=== WHAT YOU SHOULD DO ===
Read through the data, and wherever a line holds the word "brown", write that line out.

=== EXTRACTED RECORDS ===
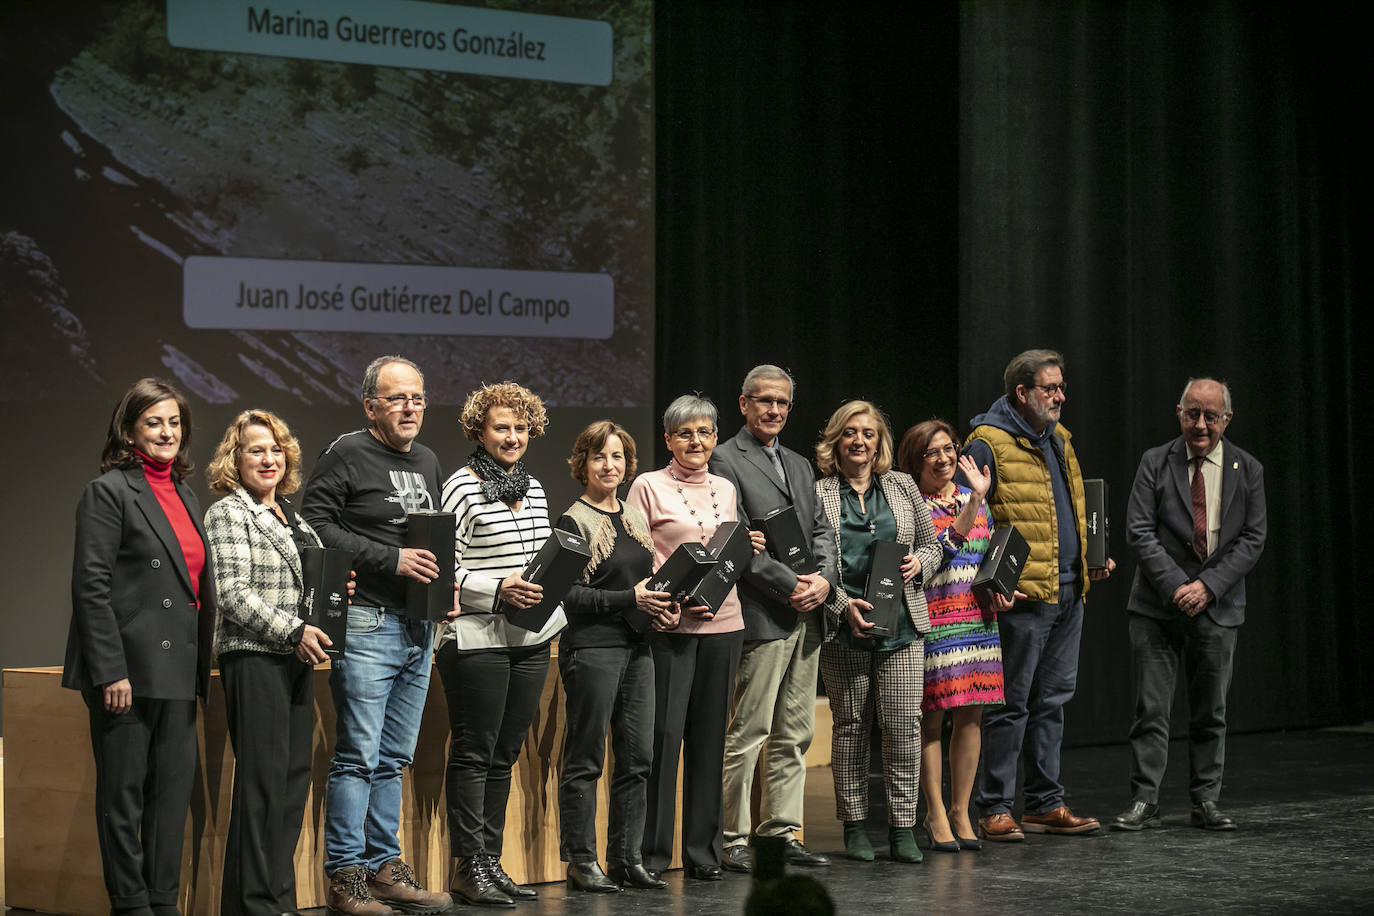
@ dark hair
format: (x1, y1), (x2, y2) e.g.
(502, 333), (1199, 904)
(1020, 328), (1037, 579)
(567, 420), (638, 485)
(361, 355), (424, 400)
(100, 378), (194, 479)
(745, 875), (835, 916)
(1004, 348), (1065, 400)
(896, 418), (961, 478)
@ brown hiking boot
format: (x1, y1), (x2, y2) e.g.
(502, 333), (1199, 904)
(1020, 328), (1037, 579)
(328, 865), (395, 916)
(368, 859), (453, 914)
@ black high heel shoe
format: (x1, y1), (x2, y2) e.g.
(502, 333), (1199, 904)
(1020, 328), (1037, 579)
(923, 820), (961, 853)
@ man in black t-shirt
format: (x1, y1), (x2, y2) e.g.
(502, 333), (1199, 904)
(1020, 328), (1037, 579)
(302, 355), (452, 916)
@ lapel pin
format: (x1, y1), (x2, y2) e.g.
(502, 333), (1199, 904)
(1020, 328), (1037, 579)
(1232, 462), (1238, 469)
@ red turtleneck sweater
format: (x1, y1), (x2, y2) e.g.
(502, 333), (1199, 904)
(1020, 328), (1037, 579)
(137, 450), (205, 604)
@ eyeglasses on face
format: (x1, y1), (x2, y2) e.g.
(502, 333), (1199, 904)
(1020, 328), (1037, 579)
(1179, 407), (1228, 425)
(746, 395), (792, 410)
(922, 443), (958, 460)
(375, 394), (427, 409)
(1032, 382), (1067, 396)
(671, 427), (717, 442)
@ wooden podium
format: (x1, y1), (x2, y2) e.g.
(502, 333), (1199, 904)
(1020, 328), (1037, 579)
(2, 657), (593, 916)
(3, 658), (832, 916)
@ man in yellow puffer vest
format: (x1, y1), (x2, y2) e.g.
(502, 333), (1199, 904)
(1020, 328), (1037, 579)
(959, 349), (1116, 843)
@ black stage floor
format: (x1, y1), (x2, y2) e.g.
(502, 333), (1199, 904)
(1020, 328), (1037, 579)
(9, 728), (1372, 915)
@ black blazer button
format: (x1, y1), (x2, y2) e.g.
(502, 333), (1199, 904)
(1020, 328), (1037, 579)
(151, 558), (161, 569)
(162, 598), (173, 608)
(161, 640), (171, 649)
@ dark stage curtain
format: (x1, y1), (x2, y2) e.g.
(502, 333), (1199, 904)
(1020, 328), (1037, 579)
(959, 1), (1372, 742)
(654, 1), (960, 463)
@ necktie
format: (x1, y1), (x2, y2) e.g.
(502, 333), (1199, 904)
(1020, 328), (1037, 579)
(765, 445), (786, 485)
(1191, 455), (1208, 560)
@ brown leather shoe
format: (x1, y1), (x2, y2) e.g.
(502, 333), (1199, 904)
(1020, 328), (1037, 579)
(327, 865), (395, 916)
(977, 813), (1025, 842)
(1021, 806), (1101, 835)
(368, 859), (453, 914)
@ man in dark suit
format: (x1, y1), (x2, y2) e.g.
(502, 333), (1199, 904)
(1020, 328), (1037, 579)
(709, 365), (839, 871)
(1112, 377), (1266, 832)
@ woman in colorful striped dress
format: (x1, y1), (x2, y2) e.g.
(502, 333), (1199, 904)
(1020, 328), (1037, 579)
(897, 419), (1014, 853)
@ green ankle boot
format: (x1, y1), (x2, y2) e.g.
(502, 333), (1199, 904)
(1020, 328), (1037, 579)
(843, 821), (875, 861)
(889, 826), (923, 863)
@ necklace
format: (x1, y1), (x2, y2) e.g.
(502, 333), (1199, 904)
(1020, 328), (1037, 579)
(668, 465), (719, 542)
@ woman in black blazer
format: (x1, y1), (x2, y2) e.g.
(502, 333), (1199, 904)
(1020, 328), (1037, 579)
(62, 378), (214, 916)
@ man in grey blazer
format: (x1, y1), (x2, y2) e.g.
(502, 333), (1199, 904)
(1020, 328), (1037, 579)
(709, 365), (839, 871)
(1112, 378), (1266, 833)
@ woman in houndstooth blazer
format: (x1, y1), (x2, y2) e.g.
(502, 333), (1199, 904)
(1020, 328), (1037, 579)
(203, 409), (333, 916)
(813, 400), (943, 865)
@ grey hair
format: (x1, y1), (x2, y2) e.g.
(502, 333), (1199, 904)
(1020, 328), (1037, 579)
(741, 364), (796, 398)
(1179, 377), (1233, 414)
(662, 393), (719, 433)
(361, 355), (424, 400)
(1004, 348), (1065, 400)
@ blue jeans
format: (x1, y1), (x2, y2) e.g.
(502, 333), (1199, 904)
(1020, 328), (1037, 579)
(976, 583), (1083, 816)
(324, 607), (433, 873)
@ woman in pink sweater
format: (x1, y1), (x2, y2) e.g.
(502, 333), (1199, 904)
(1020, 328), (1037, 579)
(625, 393), (752, 882)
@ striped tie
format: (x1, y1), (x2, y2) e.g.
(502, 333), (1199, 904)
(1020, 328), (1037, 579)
(1191, 455), (1208, 560)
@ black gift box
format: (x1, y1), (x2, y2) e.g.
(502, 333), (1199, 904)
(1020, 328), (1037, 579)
(498, 529), (593, 632)
(1083, 478), (1109, 569)
(404, 510), (456, 621)
(648, 542), (717, 605)
(862, 540), (907, 638)
(971, 525), (1030, 606)
(689, 520), (755, 614)
(299, 546), (351, 656)
(752, 505), (815, 574)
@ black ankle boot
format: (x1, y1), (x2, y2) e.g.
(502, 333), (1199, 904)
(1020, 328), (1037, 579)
(607, 861), (668, 890)
(567, 862), (621, 893)
(449, 855), (515, 908)
(485, 856), (536, 899)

=== TASK RESPONSE ===
@ brown hiking boot
@ brown leather shoe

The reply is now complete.